Task requirements: Rewrite the part of the records that opens with the line containing "Spot the city" and closes with the line containing "(1152, 476)", keeping every line in order but shifting each coordinate by adding 67 to both of its numbers.

Stored records:
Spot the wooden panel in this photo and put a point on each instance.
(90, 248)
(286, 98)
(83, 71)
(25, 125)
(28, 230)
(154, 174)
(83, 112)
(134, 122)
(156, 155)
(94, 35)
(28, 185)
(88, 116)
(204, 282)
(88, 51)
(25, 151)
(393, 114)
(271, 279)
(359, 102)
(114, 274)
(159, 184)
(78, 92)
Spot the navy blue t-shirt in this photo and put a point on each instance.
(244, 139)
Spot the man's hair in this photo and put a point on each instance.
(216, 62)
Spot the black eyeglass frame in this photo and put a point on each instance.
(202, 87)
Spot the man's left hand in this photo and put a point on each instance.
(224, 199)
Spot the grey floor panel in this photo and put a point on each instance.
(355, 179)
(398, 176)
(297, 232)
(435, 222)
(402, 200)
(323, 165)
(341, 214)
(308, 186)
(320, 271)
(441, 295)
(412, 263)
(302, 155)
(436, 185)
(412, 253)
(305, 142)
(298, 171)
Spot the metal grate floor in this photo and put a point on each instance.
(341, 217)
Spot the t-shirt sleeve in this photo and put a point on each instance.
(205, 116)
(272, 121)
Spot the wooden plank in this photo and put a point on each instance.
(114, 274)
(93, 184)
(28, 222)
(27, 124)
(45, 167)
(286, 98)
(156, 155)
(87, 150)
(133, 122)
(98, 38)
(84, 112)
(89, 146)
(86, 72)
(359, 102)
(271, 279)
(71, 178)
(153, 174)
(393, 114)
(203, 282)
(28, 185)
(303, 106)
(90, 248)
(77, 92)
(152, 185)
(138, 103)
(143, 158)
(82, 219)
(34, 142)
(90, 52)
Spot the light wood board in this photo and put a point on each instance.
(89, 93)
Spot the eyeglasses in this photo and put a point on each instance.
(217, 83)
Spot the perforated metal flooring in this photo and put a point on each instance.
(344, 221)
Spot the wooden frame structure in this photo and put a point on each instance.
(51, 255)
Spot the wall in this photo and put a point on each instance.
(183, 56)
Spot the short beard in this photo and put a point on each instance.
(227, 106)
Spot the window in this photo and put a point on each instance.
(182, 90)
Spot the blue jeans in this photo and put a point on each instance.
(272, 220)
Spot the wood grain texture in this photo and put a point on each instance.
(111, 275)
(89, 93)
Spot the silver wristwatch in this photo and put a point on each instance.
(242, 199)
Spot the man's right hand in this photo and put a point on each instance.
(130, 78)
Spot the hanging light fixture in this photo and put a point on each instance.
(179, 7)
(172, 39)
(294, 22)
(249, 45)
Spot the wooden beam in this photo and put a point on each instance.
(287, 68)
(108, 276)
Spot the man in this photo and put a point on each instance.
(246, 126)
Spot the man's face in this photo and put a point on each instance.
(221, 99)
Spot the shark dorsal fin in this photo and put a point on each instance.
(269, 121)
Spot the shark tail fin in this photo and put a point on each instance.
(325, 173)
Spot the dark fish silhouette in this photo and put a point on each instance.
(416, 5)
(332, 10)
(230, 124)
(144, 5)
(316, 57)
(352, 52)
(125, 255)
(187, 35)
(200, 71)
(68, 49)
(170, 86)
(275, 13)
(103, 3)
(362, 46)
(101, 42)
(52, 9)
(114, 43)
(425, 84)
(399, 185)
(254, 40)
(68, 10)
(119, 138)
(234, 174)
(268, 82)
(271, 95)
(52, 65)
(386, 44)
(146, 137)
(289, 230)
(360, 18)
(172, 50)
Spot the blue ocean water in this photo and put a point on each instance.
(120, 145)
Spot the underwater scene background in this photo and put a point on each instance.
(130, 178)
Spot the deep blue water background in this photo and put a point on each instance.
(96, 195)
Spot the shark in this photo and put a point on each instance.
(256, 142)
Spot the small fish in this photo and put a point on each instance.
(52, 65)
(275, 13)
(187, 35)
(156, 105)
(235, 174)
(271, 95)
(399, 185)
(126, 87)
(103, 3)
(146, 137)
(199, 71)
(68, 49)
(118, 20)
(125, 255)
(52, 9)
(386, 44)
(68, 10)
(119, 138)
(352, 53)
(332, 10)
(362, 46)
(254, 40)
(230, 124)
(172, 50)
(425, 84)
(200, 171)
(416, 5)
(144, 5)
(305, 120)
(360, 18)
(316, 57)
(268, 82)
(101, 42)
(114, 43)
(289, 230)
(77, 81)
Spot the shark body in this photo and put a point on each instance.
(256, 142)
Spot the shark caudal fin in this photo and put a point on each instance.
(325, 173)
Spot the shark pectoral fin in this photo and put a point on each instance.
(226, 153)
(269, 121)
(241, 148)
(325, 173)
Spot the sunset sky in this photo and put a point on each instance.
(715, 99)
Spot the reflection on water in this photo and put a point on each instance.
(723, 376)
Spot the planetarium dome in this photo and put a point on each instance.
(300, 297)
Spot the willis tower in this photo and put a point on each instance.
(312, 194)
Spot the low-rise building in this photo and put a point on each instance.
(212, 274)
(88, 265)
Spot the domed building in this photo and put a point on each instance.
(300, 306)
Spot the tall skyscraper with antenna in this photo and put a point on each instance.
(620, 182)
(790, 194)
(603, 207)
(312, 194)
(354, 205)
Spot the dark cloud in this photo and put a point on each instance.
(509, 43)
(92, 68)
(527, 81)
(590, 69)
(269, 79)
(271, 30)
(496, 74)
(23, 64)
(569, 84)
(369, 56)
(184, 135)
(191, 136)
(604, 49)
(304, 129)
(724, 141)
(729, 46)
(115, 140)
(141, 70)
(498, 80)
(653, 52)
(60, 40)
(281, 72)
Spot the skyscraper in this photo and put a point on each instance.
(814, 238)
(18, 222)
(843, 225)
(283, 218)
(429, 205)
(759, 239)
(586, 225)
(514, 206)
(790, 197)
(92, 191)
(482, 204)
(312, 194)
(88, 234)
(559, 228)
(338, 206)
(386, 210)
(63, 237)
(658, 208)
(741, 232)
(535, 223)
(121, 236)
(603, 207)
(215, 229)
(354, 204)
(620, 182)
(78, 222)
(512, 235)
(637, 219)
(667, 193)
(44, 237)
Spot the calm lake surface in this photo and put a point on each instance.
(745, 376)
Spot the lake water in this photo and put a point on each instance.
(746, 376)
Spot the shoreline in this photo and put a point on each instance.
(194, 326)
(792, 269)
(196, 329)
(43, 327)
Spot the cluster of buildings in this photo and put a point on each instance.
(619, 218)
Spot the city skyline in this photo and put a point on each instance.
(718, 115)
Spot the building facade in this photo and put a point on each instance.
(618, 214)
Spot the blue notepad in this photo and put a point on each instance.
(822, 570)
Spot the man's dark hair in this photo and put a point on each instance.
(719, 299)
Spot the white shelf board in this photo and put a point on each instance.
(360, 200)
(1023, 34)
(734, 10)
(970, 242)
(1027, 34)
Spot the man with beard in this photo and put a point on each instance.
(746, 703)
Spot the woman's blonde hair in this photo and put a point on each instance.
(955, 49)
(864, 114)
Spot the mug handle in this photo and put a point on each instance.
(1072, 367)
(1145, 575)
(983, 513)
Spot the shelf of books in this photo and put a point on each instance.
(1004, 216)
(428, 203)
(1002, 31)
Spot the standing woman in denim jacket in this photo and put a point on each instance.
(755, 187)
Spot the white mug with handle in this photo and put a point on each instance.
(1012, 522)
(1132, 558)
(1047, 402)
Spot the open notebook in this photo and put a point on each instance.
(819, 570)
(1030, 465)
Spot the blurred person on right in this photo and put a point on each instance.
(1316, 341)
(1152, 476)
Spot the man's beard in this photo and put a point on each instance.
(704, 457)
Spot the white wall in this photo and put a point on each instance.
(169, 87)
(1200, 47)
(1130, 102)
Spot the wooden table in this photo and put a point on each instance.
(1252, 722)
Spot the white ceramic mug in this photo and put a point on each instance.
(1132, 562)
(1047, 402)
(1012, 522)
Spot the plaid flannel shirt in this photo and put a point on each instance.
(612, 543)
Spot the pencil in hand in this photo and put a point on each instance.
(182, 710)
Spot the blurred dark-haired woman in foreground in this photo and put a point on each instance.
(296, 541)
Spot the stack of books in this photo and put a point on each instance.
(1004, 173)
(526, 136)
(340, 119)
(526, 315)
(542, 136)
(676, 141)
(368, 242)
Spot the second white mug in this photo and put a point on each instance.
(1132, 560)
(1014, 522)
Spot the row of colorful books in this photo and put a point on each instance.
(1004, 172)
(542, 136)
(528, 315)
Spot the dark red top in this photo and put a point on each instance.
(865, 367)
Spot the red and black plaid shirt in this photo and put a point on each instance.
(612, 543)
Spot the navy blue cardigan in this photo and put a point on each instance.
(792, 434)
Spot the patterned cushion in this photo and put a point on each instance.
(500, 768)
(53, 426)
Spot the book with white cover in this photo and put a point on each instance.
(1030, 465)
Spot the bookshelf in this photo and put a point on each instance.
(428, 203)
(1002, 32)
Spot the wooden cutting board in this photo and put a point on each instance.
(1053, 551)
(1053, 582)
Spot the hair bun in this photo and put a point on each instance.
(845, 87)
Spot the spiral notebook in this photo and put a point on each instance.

Result:
Spot the city skyline in this photo and put a point on each instance.
(785, 182)
Spot the building facade in this photo and put a point on each instance.
(685, 281)
Spot the blue notepad in this photo and put a point on each instance.
(889, 637)
Spot the man's dark hair in this photo and put a point on each instance.
(786, 366)
Spot the white shelf board in this photo and put a point on each instance.
(427, 267)
(1090, 101)
(801, 77)
(1037, 309)
(1094, 101)
Spot the man with beard in this photo and put a point on each instance.
(813, 770)
Spot the woman's blonde hair in this photo and put a point on each instance.
(1022, 116)
(931, 181)
Spot the mug handle in this photo and put a point on each instance.
(1139, 434)
(1212, 642)
(1050, 580)
Spot the shelf of books in this photo and put a point on each instance.
(1071, 283)
(495, 270)
(1069, 98)
Spot the standing woman in denim jacket in this photo and put a point on each instance.
(822, 254)
Spot the white mug with handle in this photo and put a point on each instance.
(1079, 589)
(1199, 625)
(1114, 469)
Spot the open notebook in this photo and put a point on each instance.
(886, 637)
(1097, 532)
Spot the blurred person on right in this photo and put a point on each instance.
(1383, 408)
(1219, 543)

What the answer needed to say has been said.